Data supplied: Begin

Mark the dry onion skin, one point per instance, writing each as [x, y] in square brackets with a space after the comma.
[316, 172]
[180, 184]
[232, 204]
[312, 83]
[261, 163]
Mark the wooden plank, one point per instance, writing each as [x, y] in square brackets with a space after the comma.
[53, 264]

Data supplied: End

What you have to do: Copy every line of the data above exactly.

The completed task:
Mark the dry onion skin, one point per instance, writing each as [x, y] in square brackets with a space after the comma.
[316, 172]
[180, 184]
[232, 204]
[312, 83]
[261, 163]
Mark the wooden plank, one point per instance, writing each as [x, y] in square brackets with a space after the comma.
[53, 264]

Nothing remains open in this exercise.